• _DESCRIPTION OF THE TASK_:
In the news roundup, what did Marc Molinaro's "civility challenge" ask his opponents to do?

• _TEXT EXCERPT_:
┌──

The three NY-21 Congressional District candidates sparred over gun control, trade agreements and military spending in a sometimes contentious debate last night hosted by Spectrum News.

Dutchess County Executive Marc Molinaro, the GOP gubernatorial candidate, yesterday afternoon stepped in to help a semi-conscious man who was sprawled out on a City of Poughkeepsie sidewalk after suffering a likely stroke.

Molinaro issued a “civility challenge,” asking his opponents to refrain from all negative ads and attacks from now until Election Day.

NY-27 Democratic congressional candidate Nathan McMurray, arguing that Rep. Chris Collins wouldn’t have time to serve constituents because of his indictment on felony insider trading charges, challenged the Republican incumbent to promise to be more accountable to voters than ever before. Collins did not respond.

A state judge in Albany dealt a blow to New York’s fantasy sports businesses by ruling their daily contests were a form of gambling that the state constitution prohibits.

└──

• _SOURCE INFORMATION_:
┌──

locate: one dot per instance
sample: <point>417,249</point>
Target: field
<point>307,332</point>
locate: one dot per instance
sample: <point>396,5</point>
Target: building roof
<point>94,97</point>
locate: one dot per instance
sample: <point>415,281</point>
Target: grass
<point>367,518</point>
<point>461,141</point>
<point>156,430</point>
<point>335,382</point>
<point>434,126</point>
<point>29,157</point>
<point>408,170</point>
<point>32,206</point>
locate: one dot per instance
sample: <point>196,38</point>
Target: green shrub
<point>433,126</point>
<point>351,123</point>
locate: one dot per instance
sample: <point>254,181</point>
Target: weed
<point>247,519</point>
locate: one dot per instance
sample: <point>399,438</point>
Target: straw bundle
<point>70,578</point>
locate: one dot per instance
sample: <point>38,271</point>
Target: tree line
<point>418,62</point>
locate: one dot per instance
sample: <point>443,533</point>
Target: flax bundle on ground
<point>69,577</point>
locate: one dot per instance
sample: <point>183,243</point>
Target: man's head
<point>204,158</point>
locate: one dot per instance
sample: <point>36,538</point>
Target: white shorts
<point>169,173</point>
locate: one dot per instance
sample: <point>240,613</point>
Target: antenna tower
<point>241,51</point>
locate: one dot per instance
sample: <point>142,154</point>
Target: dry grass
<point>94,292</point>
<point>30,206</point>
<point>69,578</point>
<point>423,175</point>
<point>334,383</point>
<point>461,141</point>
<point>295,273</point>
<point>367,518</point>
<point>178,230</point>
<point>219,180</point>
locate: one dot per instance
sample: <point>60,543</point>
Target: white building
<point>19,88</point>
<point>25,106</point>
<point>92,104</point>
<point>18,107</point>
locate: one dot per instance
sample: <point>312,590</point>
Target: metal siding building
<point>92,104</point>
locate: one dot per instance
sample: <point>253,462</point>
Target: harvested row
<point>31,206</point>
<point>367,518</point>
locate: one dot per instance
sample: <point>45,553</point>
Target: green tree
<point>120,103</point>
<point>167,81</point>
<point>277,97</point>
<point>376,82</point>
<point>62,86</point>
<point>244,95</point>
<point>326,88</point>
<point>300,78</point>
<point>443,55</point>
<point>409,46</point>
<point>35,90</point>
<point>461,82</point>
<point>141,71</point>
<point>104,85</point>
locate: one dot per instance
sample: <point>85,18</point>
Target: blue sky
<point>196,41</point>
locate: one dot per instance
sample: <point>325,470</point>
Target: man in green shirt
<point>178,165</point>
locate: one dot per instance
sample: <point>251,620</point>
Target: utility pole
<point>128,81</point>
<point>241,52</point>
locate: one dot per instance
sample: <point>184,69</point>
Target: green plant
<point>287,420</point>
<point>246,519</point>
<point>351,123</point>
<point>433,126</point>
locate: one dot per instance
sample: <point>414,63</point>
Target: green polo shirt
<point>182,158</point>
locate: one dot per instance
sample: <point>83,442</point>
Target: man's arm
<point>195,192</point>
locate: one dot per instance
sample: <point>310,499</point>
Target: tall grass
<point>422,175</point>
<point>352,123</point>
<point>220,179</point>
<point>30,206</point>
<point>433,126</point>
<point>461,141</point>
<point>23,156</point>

└──
┌──

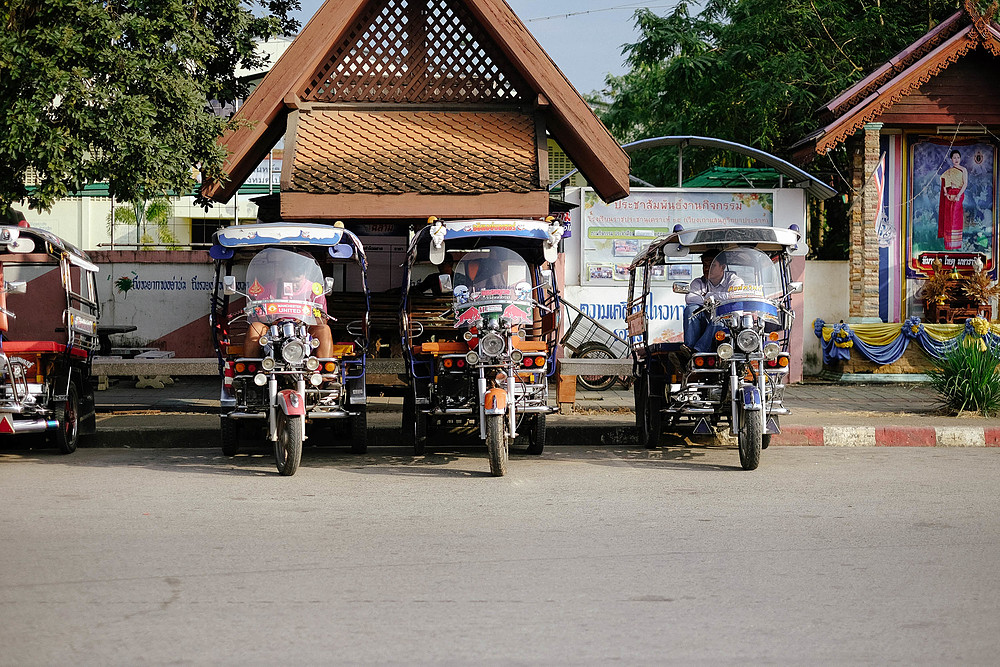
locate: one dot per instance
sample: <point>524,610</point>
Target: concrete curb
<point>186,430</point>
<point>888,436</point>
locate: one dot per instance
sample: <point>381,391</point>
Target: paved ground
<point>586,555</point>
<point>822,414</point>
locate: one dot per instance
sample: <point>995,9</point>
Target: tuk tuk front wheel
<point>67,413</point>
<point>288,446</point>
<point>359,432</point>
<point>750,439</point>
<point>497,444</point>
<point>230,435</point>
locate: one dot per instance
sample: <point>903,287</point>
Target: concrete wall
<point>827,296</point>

└──

• _PROBLEM SOLUTION_:
Refrain from all negative ads and attacks from now until Election Day.